• _Exercise brief_
Check each statement against the book reviews below, answering yes or no and quoting the words from the reviews that decide it. 1. Vitaliev visits Gibraltar with his son Dmitri. 2. Vitaliev became a journalist in 1990. 3. Donald Dodd is the one who gets lost in the snowstorm.

• _Page extract_
= Beginning of Section =
But topical appeal is usually not enough. Readers of travel narratives usually prefer the author to be charming, witty, and fun to be with. Vitali Vitaliev possesses all of these qualities as he travels in small European countries: Liechtenstein, San Marino, Mount Athos, Isle of Man, Luxembourg, the Faroe Islands, Gibraltar, Andorra, Malta, Monaco and Seborga. The last one rather dates the 1995 book because in 2009 the main agitator for the independence of Seborga passed away. Nowadays Seborgans pay Italian taxes (or evade, like the rest of Italy), participate in the Italian administrative life, and vote in local and national – Italian - elections.

Vitaliev is a Ukraine-born Russian. Born in 1954, he was graduated from Kharkov University in French and English. He worked as an interpreter and translator before turning journalist in 1981. He worked for satirical magazine, a sure way to get into political trouble. He was either expelled or defected in 1990 and had to live by his pen and TV appearances in the UK, Australia, and Ireland.

In this book, he also tells many stories of life in the Soviet Union. The main appeal of these stories is that they give the reader a sense of how bad things were before the USSR finally just keeled over of a coronary. People could not find normal products in stores. And the less said about medical and dental care, the better. This book is worth reading just for these harrowing tales.

But he’s very good just bopping around these small countries. He has his own unique reasons for liking or disliking a place. He travels to Gibraltar, Andorra, Malta, Monaco and Seborga with his 13 year-old son Dmitri. We can feel the big-hearted affection between the two before the boy has to fly back to Oz to be with his mother.

Highly recommended.

Sunday, April 3, 2016

The Man on the Bench in the Barn

French title: La Main
Year Published: 1968
Englished:  Moura Budberg, 1970

The Man on the Bench in the Barn – Georges Simenon

Georges Simenon wrote 13 novels with American settings and characters, nine with the point of view of Americans and four from that of foreigners or new immigrants. Often they are bleak tales, about and for middle-aged readers whose illusions are getting smaller in the rear view mirror.

This novel starts with a bash in the burbs. The Sanders spend the weekend with their friends the Dodds. The two couples attend a party organized by the Ashbridges. Enough alcohol flows to cloud everybody’s judgement. Donald Dodd is boozily troubled at spying old college chum Ray Sanders in the arms of the hostess.

The two couples face hazard in a blizzard while driving home. Ray gets lost in the snowstorm. Donald goes out to look for him. Brought down low by fatigue and alcohol, he prefers to take refuge on a bench in a barn. One never knows when a liminal space will pop up in Simenon novel, but while sitting and smoking, Donald’s train of thought becomes confused…or clarified.

It comes to him that his friendly relationship with Ray is in fact only a disguised envy for another man who is financially successful and sits on the receiving end of life’s bounty. Meanwhile he, Donald, with a modest income, feels bound to his wife and to his job merely by habit, by necessity, driven to pay for crap he doesn’t even want. In a boozy haze, he feels hatred and envy for his neighbor Ray and persuades himself that it is okay to let Ray die by not going to his rescue.

A couple days later Ray’s body found. The police speculate that the fell from the top of a rock. Donald does not feel less responsible for his death. He constantly thinks about what he should have done to save his old buddy. His guilt, however, doesn’t stop him from making Ray’s widow into his mistress.

His wife is a model of consolation. But Donald’s fantasies haunt him. His guilt festers as he becomes obsessed with the notion that his wife knows his culpability and is looking at him askance. His worried mind deteriorates. His health begins to falter.

Simenon explores emptiness that must be filled with obsessions and a scary detachment from reality that must moored by going through the motions of daily life.
= End of Section =
• _Data provided_
= Beginning of Section =
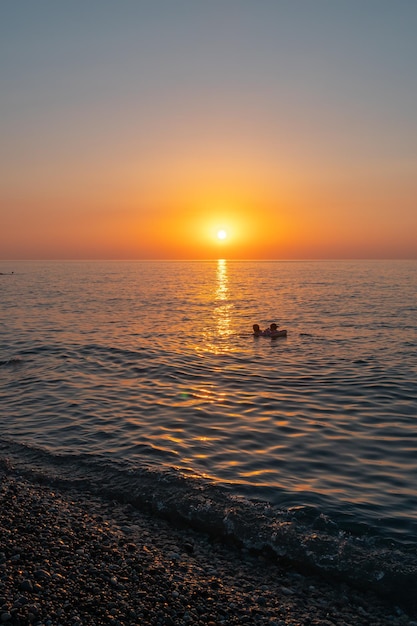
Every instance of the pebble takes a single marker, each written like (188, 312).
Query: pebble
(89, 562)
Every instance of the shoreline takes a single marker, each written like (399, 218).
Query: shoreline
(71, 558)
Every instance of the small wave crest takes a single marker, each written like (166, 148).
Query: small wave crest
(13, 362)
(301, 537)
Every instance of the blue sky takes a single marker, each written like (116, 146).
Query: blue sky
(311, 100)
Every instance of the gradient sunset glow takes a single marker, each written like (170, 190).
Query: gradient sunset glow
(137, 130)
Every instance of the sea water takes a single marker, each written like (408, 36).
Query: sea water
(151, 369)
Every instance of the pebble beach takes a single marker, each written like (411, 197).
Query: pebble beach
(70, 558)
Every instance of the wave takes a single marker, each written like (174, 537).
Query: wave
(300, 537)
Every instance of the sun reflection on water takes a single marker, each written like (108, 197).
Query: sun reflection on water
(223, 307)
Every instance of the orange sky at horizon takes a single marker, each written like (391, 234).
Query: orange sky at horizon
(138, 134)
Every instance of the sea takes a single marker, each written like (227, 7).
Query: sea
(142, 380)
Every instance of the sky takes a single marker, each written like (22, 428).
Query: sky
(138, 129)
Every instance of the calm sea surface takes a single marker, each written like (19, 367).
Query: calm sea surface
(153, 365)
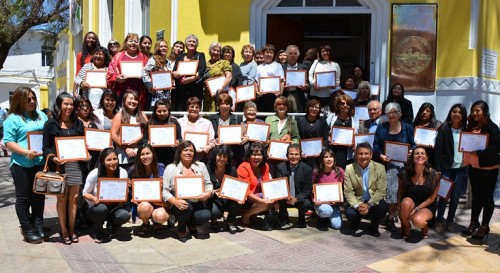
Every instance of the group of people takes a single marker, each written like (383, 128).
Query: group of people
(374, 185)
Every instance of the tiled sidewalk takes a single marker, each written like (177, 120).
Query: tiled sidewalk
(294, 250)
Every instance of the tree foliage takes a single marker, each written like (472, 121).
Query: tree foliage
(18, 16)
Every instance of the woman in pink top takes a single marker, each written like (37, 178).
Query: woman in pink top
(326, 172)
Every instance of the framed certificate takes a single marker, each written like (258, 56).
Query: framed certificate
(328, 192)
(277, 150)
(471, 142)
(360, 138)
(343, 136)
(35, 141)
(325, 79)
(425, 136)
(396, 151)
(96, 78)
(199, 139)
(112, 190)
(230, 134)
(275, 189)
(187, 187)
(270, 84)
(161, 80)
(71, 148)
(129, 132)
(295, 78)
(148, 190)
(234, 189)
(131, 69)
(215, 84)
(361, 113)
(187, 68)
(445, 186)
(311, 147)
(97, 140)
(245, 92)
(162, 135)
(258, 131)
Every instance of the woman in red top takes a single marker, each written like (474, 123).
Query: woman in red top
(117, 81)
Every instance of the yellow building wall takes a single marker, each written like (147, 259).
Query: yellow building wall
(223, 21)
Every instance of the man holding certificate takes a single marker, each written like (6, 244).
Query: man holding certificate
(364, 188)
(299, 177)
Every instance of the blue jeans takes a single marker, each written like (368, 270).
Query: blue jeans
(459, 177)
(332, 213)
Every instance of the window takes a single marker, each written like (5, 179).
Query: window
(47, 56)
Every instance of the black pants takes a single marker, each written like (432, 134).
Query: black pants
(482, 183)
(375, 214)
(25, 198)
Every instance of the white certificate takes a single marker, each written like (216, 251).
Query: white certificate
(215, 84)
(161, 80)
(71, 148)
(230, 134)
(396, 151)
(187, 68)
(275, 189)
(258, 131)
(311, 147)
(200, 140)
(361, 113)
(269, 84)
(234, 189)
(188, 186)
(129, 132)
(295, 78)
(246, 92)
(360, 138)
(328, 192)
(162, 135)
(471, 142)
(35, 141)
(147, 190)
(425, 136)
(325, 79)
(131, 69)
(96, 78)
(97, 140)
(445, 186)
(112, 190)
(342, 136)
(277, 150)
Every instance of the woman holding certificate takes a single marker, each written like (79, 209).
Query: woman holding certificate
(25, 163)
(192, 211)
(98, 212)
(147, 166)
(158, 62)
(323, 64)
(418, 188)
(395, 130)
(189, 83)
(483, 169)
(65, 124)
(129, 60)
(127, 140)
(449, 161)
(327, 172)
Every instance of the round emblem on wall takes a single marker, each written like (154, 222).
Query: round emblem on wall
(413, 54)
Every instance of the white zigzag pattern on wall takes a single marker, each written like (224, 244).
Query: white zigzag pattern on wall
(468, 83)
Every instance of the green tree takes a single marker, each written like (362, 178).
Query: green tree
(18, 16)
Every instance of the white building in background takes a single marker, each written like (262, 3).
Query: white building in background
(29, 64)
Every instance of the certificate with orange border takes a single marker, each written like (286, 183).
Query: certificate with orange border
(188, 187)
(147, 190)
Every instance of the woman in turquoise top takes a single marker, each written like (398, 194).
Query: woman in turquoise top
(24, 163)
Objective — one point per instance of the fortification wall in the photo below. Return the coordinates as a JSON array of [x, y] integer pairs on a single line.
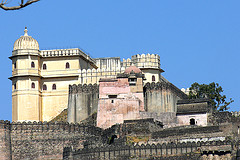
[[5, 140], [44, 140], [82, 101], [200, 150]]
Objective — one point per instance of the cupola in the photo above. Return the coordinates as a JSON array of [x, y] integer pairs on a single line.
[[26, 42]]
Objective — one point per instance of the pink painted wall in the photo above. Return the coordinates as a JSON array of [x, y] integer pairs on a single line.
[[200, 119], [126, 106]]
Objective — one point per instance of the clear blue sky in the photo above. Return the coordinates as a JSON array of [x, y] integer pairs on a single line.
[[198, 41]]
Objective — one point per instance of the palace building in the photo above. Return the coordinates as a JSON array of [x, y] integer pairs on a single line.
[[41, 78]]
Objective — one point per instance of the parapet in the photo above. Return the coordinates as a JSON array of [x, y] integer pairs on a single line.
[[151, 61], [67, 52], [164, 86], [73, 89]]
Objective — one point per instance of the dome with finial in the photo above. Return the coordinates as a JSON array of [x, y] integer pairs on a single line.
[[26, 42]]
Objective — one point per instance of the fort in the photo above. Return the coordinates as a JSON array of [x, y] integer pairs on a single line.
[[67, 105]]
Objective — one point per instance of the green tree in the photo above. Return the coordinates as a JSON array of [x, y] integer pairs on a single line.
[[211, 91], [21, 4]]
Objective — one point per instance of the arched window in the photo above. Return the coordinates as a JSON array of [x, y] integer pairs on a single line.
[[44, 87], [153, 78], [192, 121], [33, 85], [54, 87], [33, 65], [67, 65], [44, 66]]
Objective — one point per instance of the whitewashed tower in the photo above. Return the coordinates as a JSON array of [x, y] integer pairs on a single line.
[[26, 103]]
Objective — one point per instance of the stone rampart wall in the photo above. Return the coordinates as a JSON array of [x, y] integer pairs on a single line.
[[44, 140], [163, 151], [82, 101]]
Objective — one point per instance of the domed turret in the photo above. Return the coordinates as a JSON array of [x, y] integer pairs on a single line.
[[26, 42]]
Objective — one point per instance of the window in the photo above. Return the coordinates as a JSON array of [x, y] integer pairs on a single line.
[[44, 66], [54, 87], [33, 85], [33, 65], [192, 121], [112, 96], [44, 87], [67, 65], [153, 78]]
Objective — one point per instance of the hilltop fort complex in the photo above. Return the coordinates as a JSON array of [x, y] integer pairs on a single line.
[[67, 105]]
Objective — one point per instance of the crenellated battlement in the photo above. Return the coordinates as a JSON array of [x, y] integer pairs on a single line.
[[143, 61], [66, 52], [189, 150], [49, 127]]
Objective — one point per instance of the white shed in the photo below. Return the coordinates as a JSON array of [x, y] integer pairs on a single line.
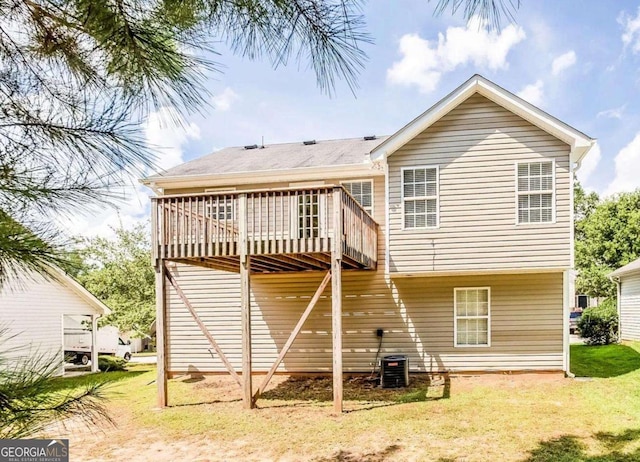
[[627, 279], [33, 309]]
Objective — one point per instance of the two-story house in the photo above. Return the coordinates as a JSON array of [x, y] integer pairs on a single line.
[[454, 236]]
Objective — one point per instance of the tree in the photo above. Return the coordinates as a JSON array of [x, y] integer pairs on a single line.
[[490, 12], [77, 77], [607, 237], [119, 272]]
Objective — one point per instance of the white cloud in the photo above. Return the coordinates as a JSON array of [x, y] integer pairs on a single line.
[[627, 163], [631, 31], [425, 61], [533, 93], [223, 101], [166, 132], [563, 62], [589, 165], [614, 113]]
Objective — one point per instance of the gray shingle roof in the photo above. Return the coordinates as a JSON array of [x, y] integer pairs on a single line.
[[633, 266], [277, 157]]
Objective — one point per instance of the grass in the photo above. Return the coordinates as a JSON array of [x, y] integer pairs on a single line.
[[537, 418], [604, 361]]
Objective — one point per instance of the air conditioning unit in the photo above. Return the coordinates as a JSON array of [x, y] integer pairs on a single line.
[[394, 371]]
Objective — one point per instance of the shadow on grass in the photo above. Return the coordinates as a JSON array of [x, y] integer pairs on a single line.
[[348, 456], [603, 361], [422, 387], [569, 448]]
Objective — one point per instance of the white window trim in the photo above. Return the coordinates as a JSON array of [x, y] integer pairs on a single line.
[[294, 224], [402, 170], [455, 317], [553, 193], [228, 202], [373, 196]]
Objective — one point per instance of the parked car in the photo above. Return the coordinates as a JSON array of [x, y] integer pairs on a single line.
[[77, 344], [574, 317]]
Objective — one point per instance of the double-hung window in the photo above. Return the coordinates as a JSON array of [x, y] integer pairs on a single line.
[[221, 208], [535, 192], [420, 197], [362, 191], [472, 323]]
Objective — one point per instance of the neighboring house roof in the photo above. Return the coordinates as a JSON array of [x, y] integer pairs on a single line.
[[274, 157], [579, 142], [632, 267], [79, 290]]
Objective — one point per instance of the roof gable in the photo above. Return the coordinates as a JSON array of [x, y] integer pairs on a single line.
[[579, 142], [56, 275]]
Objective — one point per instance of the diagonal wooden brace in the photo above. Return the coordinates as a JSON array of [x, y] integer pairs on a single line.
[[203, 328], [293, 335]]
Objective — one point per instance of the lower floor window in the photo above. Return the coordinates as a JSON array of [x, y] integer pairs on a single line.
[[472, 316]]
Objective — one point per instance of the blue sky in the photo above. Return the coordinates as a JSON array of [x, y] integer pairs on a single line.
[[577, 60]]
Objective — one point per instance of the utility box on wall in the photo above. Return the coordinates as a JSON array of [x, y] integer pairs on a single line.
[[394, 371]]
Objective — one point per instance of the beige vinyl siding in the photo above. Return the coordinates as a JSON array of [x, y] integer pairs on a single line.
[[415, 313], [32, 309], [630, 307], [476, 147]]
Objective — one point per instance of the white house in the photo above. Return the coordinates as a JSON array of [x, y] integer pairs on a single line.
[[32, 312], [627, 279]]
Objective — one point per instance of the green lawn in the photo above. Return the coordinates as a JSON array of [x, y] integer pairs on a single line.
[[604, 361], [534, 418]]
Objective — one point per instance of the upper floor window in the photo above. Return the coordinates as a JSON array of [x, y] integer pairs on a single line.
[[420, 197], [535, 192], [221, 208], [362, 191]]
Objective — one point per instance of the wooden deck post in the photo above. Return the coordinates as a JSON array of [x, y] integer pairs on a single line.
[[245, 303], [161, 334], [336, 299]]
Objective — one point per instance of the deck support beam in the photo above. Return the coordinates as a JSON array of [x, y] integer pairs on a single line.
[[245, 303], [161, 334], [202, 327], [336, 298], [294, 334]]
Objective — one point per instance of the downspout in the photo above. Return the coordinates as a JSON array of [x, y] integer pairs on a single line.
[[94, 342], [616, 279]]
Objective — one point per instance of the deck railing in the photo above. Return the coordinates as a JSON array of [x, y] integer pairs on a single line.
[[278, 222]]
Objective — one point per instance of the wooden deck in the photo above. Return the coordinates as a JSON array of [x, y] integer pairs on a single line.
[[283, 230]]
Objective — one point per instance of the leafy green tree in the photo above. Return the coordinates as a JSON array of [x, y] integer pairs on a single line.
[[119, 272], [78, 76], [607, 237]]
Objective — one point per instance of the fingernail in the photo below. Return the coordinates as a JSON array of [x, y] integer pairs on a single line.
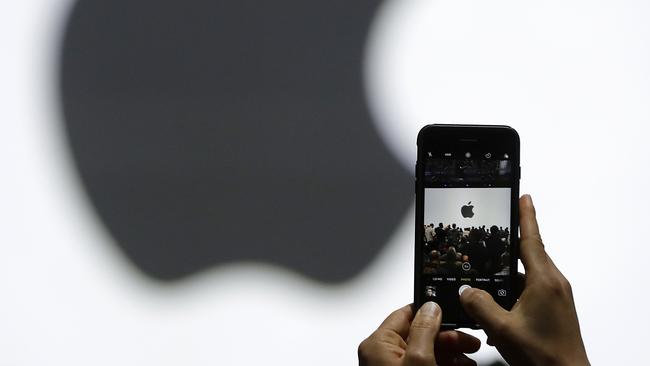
= End of Section =
• _Output for this exercise_
1. Yes: "He travels to Gibraltar, Andorra, Malta, Monaco and Seborga with his 13 year-old son Dmitri."
2. No: "He worked as an interpreter and translator before turning journalist in 1981."
3. No: "Ray gets lost in the snowstorm. Donald goes out to look for him."